---- Texto fornecido

O racismo estrutural presente na sociedade brasileira não é novidade. O país foi construído com bases na escravidão negra que perdurou, em torno de, 350 anos. Depois, a abolição assinada em 1888 decretou uma liberdade ilusória, já que pessoas negras passaram a sobreviver às margens de uma sociedade que nunca deixou de ser escravocrata. Sem dinheiro, terras ou bens, a população negra começou a lutar mais uma batalha, cujas lutas se estendem até hoje, por visibilidade, direitos e justiça.  

Para reforçar a importância da representatividade negra em espaços comumente ocupados pela branquitude, a acadêmica do curso de Direito da Unisc, Júlia dos Santos Severo, explica sobre o racismo estrutural, transmitindo suas percepções e conhecimentos, em uma conversa que tem muito para ensinar. Afinal, o racismo também está na invisibilidade e na ausência das pessoas negras em determinadas esferas sociais e a universidade deve ser um local de debate na busca por uma educação antirracista.

 

Julia, enquanto mulher negra, qual foi a importância de ingressar na universidade?

Não fui a primeira mulher negra da minha família a ingressar na universidade, me antecedem neste feito a minha mãe, tia e primas. Compreendo que a importância do meu ingresso deve começar a partir delas e da coletividade na qual eu estou incluída. Afinal, o meio acadêmico é majoritariamente ocupado por pessoas brancas e quando pessoas como eu, minha mãe e minha tia, ingressamos nestes locais, quebramos um padrão. Desde que comecei a cursar Direito, em 2016, busco encontrar meu papel enquanto mulher negra no meio acadêmico e no meio jurídico, que também é composto em sua maioria por pessoas brancas. Eu reconheço meu privilégio de ter a possibilidade de estudar em uma universidade particular, sei que existem milhares de mulheres negras que não vivem essa realidade. Por isso, tento usar o espaço que ocupo como ferramenta de resistência, para fazer ecoar a minha voz e as voz dos meus. Acredito que esse seja um dos fatores mais importantes do meu ingresso no meio acadêmico.

 

Pode me falar mais sobre o porquê da necessidade de representatividade negra em espaços como a universidade?

Bom, devido à falta de representatividade da população negra nesses espaços, a sociedade se acostumou com um contexto em que negros são tratados e vistos de modo hierarquicamente inferior. Isso acontece principalmente nas atividades realizadas, então, causa espanto quando pessoas negras ocupam posições diferentes das pré-estabelecidas na estrutura social.  Entendendo isso, a representatividade se torna uma ferramenta para que a população negra passe a se ver e se conhecer mais em todos os locais.

--------

Sua tarefa: Você pode retomar o texto sobre racismo estrutural e representatividade negra na universidade, dando continuidade a partir da última frase?

---- Segmento de dados

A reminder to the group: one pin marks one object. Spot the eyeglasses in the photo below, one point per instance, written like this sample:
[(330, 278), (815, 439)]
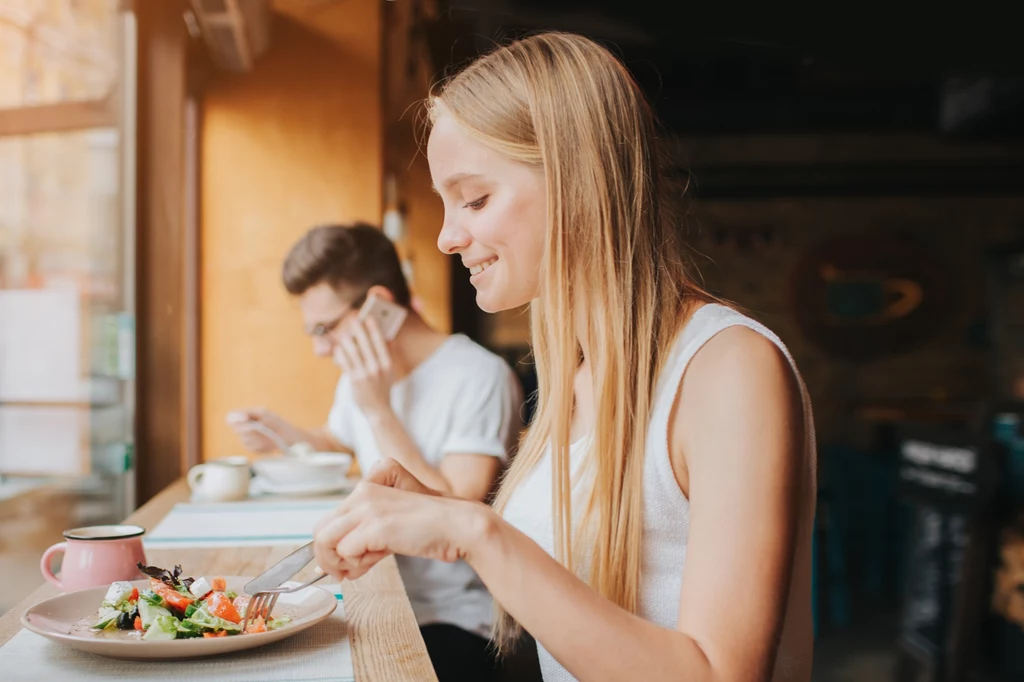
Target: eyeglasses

--------

Resposta da tarefa:
Tenho produzido alguns textos nas redes sociais com essas reflexões, como forma de fazer valer minha luta. Um desses textos é fruto do Livro Na Minha Pele, do Lázaro Ramos, que cita: “Inundar uma criança com referências positivas sobre seu lugar no mundo é o primeiro passo para aumentar sua autoestima. Sempre que uma criança admira as características físicas e a personalidade de um personagem, se identificando com ele, ela aprende a gostar um pouco mais de si mesma.”. É isso. Fazendo com que grupos minoritários ocupem estes setores da sociedade, se criam as chamadas personalidades emblemáticas, para que estas sirvam de exemplo às próximas gerações, demonstrando que estas podem e devem ocupar aqueles lugares. Por exemplo, ver uma mulher negra ocupando um espaço como o acadêmico gera representação para outras mulheres negras, que veem ali uma semelhante, de modo que compreendem a importância daquela estar ali, e fazer deste um local para debate, diante as desigualdades ocasionadas pelo racismo.

 

 

 

Sobre o racismo estrutural que descreveu, como ele se manifesta no cotidiano?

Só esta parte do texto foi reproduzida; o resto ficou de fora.